§ PROBLEM TO WORK ON
Put every line of the records below into a Markdown table with two columns, Row and Line. Number the rows and leave out any blank lines.
* Begin MATERIAL PROVIDED *
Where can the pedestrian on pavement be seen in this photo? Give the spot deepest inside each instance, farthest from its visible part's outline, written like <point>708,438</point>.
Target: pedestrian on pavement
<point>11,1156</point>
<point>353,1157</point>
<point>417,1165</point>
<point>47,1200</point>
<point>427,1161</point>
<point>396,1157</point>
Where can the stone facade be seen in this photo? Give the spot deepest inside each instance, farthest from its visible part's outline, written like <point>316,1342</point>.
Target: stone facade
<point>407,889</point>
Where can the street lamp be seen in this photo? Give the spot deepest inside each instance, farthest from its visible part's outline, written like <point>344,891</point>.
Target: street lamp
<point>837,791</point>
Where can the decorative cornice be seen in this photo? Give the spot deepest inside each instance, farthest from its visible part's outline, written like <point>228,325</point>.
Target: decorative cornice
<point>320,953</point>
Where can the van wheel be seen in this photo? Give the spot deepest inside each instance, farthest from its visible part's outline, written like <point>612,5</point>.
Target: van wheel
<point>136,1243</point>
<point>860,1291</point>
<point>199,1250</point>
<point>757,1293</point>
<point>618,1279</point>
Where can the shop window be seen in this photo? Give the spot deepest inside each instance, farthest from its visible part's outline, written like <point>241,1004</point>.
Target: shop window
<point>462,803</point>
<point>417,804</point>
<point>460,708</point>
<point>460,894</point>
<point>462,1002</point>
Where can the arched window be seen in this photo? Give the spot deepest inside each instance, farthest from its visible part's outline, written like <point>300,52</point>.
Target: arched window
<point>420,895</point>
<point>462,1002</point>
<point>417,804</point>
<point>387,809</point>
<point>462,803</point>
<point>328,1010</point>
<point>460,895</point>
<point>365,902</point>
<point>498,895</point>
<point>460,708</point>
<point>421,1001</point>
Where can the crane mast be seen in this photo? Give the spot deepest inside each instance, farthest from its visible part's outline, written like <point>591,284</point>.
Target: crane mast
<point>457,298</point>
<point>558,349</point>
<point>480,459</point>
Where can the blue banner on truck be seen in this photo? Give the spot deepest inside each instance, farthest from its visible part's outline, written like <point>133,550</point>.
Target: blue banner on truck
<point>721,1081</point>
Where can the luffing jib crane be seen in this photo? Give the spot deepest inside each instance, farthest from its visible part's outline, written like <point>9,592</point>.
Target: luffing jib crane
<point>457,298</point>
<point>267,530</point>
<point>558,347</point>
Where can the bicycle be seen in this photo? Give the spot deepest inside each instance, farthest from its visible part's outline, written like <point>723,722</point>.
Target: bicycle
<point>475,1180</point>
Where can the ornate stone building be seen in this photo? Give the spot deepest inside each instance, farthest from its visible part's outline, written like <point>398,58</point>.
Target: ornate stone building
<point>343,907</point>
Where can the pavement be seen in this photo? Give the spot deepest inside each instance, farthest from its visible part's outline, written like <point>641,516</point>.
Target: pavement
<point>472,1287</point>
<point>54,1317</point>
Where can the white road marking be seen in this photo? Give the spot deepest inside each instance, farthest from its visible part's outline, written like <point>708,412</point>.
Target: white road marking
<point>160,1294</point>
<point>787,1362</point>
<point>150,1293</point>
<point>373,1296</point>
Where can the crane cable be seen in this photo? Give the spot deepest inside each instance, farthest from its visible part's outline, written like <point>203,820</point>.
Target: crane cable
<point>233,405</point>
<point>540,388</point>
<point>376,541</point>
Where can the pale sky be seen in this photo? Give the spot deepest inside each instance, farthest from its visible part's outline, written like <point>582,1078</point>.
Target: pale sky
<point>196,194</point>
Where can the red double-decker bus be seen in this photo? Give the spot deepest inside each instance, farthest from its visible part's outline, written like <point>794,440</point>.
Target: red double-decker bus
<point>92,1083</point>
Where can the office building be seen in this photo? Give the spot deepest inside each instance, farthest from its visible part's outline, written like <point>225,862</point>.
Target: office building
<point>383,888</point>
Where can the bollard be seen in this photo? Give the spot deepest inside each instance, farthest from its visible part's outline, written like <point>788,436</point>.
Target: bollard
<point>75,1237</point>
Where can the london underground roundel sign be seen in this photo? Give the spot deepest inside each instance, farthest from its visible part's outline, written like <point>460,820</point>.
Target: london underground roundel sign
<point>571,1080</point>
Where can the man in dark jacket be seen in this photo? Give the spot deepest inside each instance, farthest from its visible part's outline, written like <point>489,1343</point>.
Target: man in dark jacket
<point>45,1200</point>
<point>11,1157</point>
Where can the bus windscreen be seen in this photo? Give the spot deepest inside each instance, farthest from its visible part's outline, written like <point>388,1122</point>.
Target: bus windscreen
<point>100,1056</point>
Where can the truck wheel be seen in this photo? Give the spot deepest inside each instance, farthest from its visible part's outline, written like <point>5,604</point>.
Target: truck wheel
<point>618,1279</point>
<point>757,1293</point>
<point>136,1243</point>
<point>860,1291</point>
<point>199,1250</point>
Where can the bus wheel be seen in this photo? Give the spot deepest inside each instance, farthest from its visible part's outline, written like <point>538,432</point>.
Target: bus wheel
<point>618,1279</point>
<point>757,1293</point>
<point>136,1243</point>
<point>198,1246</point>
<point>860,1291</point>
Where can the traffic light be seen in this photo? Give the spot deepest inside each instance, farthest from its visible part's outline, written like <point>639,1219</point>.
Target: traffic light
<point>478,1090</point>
* End MATERIAL PROVIDED *
§ SOLUTION FOR THIS PROBLEM
| Row | Line |
|---|---|
| 1 | Where can the pedestrian on pavement be seen in this photo? Give the spot deepest inside each instance, farthest from its visible part's outline, written like <point>708,438</point>. |
| 2 | Target: pedestrian on pavement |
| 3 | <point>11,1156</point> |
| 4 | <point>353,1157</point> |
| 5 | <point>417,1165</point> |
| 6 | <point>47,1200</point> |
| 7 | <point>427,1161</point> |
| 8 | <point>396,1157</point> |
| 9 | Where can the stone facade be seen in this photo? Give the spot deepest inside each instance, farthest from its visible part's outline, written like <point>316,1342</point>. |
| 10 | Target: stone facade |
| 11 | <point>407,889</point> |
| 12 | Where can the street lamp be seen in this photo? Give the spot deepest inside each instance, farthest from its visible part's outline, written like <point>344,891</point>. |
| 13 | Target: street lamp |
| 14 | <point>837,791</point> |
| 15 | Where can the decorative cornice be seen in this photo? Give the spot deepest inside each instance, farthest from its visible part's outline, written like <point>228,325</point>. |
| 16 | Target: decorative cornice |
| 17 | <point>320,953</point> |
| 18 | Where can the van wheel be seen in this photo? Give the spot deepest inside each instance, farthest from its visible part's outline, written like <point>612,5</point>. |
| 19 | Target: van wheel |
| 20 | <point>136,1243</point> |
| 21 | <point>860,1291</point> |
| 22 | <point>199,1250</point> |
| 23 | <point>757,1293</point> |
| 24 | <point>618,1279</point> |
| 25 | Where can the shop window be seen in this photo? Give the spot deepest inside each instance, farthest from its visible part's outline, written like <point>241,1004</point>. |
| 26 | Target: shop window |
| 27 | <point>462,803</point> |
| 28 | <point>417,804</point> |
| 29 | <point>460,708</point> |
| 30 | <point>460,894</point> |
| 31 | <point>462,1002</point> |
| 32 | Where can the arched window be seen in this photo? Give the spot deepest inside each instance, farthest from its visible part's outline, written like <point>300,52</point>. |
| 33 | Target: arched window |
| 34 | <point>420,895</point> |
| 35 | <point>462,1002</point> |
| 36 | <point>417,804</point> |
| 37 | <point>387,809</point> |
| 38 | <point>462,803</point> |
| 39 | <point>328,1010</point> |
| 40 | <point>460,895</point> |
| 41 | <point>365,902</point> |
| 42 | <point>498,895</point> |
| 43 | <point>460,708</point> |
| 44 | <point>421,1001</point> |
| 45 | Where can the crane mast be seen in this photo? Give the spot deepest inside each instance, farthest from its visible part's outline, written like <point>591,284</point>. |
| 46 | Target: crane mast |
| 47 | <point>457,298</point> |
| 48 | <point>558,349</point> |
| 49 | <point>480,459</point> |
| 50 | Where can the blue banner on truck be seen in this photo? Give the spot deepest inside each instance, farthest from its visible part's outline, written like <point>133,550</point>. |
| 51 | Target: blue banner on truck |
| 52 | <point>721,1081</point> |
| 53 | Where can the luffing jib crane be seen in this photo? Give the spot deepest inside each instance, farthest from its visible part's outline, written like <point>9,592</point>. |
| 54 | Target: luffing jib crane |
| 55 | <point>457,298</point> |
| 56 | <point>267,530</point> |
| 57 | <point>558,347</point> |
| 58 | Where can the bicycle be seen in this photo? Give the spot deepest inside each instance, farthest from its visible part's outline, written like <point>723,722</point>. |
| 59 | Target: bicycle |
| 60 | <point>475,1180</point> |
| 61 | Where can the ornate stone building be seen in this photo? Give the spot deepest inside each instance, farthest from its visible part's outline, written like <point>398,58</point>. |
| 62 | Target: ornate stone building |
| 63 | <point>343,907</point> |
| 64 | Where can the pavement be seen in this photo? Give the spot deepest inside each instance, farthest from its visible part's outline, written like <point>641,516</point>. |
| 65 | Target: pavement |
| 66 | <point>472,1287</point> |
| 67 | <point>54,1317</point> |
| 68 | Where can the white road marking be seen in this photo? Give the spot deepest inside each instance, farthest from its visible part's outline, written like <point>708,412</point>. |
| 69 | Target: white road marking |
| 70 | <point>160,1294</point> |
| 71 | <point>787,1362</point> |
| 72 | <point>150,1293</point> |
| 73 | <point>373,1296</point> |
| 74 | Where can the crane cable be seen in this photo? Give the spot deepest inside each instance, farthest from its visible part's outline, written like <point>203,820</point>. |
| 75 | Target: crane cable |
| 76 | <point>233,405</point> |
| 77 | <point>540,388</point> |
| 78 | <point>376,541</point> |
| 79 | Where can the pale sky be seen in this photo? Give the spot deepest inside each instance, farthest from its visible part's outline, written like <point>582,1078</point>. |
| 80 | Target: pale sky |
| 81 | <point>196,194</point> |
| 82 | Where can the red double-decker bus be seen in this photo? Give the spot deepest inside each instance, farthest from its visible part's outline, written like <point>794,440</point>. |
| 83 | Target: red double-decker bus |
| 84 | <point>92,1083</point> |
| 85 | Where can the office building be seen in this photo? Give the spot deepest inside each instance, farthest from its visible part's outline, written like <point>225,862</point>. |
| 86 | Target: office building |
| 87 | <point>383,888</point> |
| 88 | Where can the bollard be seen in this photo? Give the spot deepest inside each instance, farthest from its visible part's outline, written like <point>788,436</point>. |
| 89 | Target: bollard |
| 90 | <point>75,1237</point> |
| 91 | Where can the london underground roundel sign be seen in this photo? Give the spot deepest inside each instance, farthest from its visible part's outline, written like <point>460,820</point>. |
| 92 | Target: london underground roundel sign |
| 93 | <point>571,1080</point> |
| 94 | Where can the man in dark jacket be seen in this photo? Give the spot deepest inside each instance, farthest from its visible part's outline, written like <point>489,1343</point>. |
| 95 | Target: man in dark jacket |
| 96 | <point>45,1200</point> |
| 97 | <point>11,1157</point> |
| 98 | Where can the bus windscreen be seen in this photo? Give the spot deepest inside each instance, farthest from its visible part's outline, written like <point>388,1122</point>. |
| 99 | Target: bus windscreen |
| 100 | <point>100,1056</point> |
| 101 | Where can the truck wheel be seen in this photo? Give the spot deepest inside each instance, farthest from its visible part's outline, written like <point>5,604</point>. |
| 102 | Target: truck wheel |
| 103 | <point>618,1279</point> |
| 104 | <point>757,1293</point> |
| 105 | <point>136,1243</point> |
| 106 | <point>860,1291</point> |
| 107 | <point>199,1250</point> |
| 108 | Where can the bus wheel be seen in this photo? Give the spot deepest inside each instance, farthest from its visible part's outline, written like <point>538,432</point>. |
| 109 | Target: bus wheel |
| 110 | <point>618,1279</point> |
| 111 | <point>757,1293</point> |
| 112 | <point>136,1243</point> |
| 113 | <point>198,1246</point> |
| 114 | <point>860,1291</point> |
| 115 | Where can the traffic light be seen in this photo? Give the spot deepest inside each instance, farthest from its visible part's outline, written like <point>639,1219</point>. |
| 116 | Target: traffic light |
| 117 | <point>478,1090</point> |